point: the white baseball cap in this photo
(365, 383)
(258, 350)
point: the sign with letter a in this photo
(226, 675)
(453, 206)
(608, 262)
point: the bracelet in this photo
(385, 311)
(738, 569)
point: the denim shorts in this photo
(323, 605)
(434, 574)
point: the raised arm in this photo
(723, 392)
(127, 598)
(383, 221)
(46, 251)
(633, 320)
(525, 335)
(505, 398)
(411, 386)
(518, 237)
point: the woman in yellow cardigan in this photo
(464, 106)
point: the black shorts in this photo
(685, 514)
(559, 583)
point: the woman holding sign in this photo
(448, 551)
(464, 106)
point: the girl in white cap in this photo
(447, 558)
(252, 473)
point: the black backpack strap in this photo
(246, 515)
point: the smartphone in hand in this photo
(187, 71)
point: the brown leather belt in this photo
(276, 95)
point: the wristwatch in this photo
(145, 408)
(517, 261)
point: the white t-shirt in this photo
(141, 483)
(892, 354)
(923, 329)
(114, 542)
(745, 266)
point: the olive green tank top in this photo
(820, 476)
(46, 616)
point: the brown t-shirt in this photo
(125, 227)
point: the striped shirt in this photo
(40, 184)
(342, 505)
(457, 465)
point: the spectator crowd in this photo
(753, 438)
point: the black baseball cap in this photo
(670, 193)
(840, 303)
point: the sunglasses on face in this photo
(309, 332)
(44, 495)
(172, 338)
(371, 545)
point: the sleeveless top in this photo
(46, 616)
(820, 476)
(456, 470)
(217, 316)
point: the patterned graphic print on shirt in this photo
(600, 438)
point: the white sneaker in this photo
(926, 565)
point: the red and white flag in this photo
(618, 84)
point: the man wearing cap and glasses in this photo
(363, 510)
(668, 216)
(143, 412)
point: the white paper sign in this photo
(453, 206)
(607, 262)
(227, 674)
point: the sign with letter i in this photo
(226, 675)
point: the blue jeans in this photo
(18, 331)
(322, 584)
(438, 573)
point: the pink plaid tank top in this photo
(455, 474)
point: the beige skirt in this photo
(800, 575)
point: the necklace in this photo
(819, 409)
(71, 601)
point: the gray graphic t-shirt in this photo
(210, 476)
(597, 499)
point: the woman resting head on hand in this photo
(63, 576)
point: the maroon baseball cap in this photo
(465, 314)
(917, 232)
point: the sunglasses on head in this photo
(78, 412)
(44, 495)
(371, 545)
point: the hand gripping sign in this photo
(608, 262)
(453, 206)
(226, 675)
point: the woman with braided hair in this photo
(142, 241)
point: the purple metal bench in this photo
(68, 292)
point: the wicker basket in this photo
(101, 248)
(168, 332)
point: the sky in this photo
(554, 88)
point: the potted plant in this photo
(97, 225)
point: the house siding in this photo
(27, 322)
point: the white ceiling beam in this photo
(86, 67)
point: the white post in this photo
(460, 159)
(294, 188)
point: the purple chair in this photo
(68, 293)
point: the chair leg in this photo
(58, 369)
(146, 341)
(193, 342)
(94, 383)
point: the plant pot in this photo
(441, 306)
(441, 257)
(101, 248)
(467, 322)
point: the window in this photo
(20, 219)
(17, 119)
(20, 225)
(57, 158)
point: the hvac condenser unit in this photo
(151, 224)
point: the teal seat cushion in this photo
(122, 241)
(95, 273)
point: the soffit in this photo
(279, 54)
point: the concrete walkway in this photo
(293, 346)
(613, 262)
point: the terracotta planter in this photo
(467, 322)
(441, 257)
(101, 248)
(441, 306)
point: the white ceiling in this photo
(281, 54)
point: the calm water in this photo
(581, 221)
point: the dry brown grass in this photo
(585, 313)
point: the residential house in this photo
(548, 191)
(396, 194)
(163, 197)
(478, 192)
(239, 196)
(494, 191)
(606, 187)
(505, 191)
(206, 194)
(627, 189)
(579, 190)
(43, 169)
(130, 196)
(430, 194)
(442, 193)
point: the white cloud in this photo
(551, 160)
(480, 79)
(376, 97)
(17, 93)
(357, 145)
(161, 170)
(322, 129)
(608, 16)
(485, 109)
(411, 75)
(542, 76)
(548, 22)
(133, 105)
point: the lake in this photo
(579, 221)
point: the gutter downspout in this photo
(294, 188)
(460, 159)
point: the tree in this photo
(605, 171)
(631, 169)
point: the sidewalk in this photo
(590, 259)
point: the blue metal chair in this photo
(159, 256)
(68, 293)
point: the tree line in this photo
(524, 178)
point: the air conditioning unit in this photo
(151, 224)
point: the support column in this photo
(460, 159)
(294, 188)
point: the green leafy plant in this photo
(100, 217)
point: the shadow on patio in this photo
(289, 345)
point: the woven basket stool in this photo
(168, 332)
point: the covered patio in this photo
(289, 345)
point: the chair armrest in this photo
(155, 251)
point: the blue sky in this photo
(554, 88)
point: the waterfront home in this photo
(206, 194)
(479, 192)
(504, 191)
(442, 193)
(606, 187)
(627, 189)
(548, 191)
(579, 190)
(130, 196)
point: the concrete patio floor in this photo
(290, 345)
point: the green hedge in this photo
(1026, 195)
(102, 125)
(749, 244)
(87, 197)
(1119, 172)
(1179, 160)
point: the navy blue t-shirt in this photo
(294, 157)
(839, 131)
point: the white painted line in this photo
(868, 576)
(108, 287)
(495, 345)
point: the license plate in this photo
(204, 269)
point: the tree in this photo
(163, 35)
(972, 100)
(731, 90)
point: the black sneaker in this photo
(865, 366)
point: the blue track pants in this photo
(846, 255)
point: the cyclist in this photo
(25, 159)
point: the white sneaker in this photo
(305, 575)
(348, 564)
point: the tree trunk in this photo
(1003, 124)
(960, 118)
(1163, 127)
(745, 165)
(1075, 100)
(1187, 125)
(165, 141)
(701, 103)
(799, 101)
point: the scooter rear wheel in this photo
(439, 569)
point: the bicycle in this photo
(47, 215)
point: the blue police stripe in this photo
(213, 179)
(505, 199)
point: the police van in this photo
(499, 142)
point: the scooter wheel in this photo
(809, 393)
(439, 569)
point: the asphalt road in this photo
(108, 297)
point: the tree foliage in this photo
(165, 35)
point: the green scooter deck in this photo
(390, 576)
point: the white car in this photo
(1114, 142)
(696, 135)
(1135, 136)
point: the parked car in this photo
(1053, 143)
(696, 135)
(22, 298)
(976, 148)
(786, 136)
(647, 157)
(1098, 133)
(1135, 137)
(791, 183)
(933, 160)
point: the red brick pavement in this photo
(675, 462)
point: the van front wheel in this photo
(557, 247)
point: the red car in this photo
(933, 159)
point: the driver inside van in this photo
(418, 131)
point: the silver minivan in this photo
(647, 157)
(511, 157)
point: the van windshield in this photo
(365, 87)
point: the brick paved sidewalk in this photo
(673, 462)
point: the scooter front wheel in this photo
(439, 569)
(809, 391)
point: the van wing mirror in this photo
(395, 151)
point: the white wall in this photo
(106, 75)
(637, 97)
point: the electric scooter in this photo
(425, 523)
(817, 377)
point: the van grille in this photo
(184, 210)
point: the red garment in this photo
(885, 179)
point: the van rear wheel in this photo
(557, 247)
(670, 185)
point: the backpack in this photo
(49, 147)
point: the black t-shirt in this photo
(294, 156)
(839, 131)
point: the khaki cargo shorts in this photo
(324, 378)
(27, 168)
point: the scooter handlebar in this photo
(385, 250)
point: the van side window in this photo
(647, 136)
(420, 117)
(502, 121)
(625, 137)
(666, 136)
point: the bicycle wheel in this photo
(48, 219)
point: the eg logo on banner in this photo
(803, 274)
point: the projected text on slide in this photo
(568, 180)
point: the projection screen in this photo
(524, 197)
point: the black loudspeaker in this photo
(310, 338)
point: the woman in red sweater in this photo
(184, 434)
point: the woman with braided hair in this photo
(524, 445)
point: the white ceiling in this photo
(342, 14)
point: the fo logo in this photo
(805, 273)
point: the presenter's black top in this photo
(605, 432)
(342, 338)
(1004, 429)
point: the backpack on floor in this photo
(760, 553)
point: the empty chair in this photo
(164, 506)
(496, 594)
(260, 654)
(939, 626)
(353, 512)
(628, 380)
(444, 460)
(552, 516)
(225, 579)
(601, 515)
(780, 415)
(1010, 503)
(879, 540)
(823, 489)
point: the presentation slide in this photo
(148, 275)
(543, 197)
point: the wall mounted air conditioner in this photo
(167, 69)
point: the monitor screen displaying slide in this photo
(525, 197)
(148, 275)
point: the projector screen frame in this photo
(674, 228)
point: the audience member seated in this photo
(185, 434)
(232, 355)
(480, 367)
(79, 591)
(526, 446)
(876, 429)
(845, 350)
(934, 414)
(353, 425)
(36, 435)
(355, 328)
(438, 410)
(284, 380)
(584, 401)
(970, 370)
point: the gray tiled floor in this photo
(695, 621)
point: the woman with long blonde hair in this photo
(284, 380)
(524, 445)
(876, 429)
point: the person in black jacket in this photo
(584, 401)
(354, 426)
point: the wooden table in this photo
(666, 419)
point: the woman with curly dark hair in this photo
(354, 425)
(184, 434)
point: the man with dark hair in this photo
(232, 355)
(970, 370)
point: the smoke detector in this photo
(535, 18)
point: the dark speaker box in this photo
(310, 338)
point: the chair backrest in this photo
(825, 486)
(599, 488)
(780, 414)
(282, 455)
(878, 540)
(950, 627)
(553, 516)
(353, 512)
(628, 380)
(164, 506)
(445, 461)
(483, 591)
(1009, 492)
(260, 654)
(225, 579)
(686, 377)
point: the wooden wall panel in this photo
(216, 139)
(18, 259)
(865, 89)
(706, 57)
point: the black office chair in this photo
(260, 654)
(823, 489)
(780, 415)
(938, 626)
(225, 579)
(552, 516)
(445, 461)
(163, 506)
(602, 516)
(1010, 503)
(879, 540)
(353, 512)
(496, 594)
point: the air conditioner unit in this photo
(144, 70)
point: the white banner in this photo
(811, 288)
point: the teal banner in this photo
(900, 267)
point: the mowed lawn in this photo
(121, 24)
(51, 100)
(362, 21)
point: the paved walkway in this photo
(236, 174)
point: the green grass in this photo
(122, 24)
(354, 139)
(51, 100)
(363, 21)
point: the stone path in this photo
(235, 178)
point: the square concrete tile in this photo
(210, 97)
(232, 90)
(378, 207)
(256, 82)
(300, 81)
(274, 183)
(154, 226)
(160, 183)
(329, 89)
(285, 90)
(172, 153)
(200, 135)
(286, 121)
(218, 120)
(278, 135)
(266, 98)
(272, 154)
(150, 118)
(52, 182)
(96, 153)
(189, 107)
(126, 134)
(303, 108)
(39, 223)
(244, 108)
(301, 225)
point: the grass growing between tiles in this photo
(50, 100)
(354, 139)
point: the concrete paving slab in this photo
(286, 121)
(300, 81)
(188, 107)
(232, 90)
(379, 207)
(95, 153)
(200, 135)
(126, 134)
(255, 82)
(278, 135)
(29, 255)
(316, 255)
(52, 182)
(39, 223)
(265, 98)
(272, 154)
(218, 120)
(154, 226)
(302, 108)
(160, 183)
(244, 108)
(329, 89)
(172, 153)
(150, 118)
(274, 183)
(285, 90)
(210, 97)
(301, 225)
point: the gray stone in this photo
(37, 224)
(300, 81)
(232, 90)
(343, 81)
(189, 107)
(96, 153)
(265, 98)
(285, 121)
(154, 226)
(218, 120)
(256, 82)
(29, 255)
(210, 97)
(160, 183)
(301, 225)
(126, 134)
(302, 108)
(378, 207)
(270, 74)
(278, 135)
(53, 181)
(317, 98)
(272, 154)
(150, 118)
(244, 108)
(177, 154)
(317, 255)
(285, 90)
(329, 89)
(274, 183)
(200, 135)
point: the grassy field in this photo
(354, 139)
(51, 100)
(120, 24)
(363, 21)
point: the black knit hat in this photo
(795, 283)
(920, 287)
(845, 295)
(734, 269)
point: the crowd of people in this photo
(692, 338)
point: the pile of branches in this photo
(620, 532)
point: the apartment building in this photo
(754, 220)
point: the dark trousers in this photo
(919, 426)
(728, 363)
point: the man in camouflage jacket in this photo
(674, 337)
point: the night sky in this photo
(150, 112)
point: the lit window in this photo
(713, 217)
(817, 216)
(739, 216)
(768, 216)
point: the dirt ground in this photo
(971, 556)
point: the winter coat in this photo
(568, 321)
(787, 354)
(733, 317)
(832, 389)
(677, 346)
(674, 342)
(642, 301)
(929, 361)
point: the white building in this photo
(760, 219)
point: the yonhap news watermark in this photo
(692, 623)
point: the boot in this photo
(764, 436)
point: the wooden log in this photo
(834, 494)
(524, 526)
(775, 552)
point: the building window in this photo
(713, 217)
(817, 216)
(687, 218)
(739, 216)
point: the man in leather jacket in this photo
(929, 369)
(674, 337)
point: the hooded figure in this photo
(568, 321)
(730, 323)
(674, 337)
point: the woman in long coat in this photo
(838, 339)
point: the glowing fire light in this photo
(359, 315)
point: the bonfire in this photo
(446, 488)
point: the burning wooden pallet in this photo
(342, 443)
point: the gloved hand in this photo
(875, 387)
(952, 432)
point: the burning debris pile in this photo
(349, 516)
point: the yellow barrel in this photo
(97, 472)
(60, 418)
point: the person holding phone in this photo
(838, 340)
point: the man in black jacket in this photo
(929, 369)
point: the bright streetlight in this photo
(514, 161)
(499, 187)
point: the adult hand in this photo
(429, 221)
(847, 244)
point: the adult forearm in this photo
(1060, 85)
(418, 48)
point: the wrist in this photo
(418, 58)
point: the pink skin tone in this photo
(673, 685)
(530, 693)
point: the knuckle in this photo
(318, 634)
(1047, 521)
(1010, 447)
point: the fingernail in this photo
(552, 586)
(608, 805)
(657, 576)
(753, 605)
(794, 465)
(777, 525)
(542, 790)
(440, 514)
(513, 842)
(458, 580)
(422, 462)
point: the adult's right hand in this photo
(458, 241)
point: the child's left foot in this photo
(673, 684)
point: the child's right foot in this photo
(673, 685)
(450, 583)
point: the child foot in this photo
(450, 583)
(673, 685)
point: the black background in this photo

▶ Activity
Lines from the one containing "point: the adult's right hand in this photo" to the last line above, both included: copy these exactly and write nothing else.

▶ Response to this exercise
point: the adult's right hand in this photo
(458, 241)
point: the child's left foot in this photo
(673, 684)
point: the child's right foot in this photo
(673, 685)
(450, 583)
point: the child foot in this photo
(450, 583)
(673, 685)
point: the black background in this photo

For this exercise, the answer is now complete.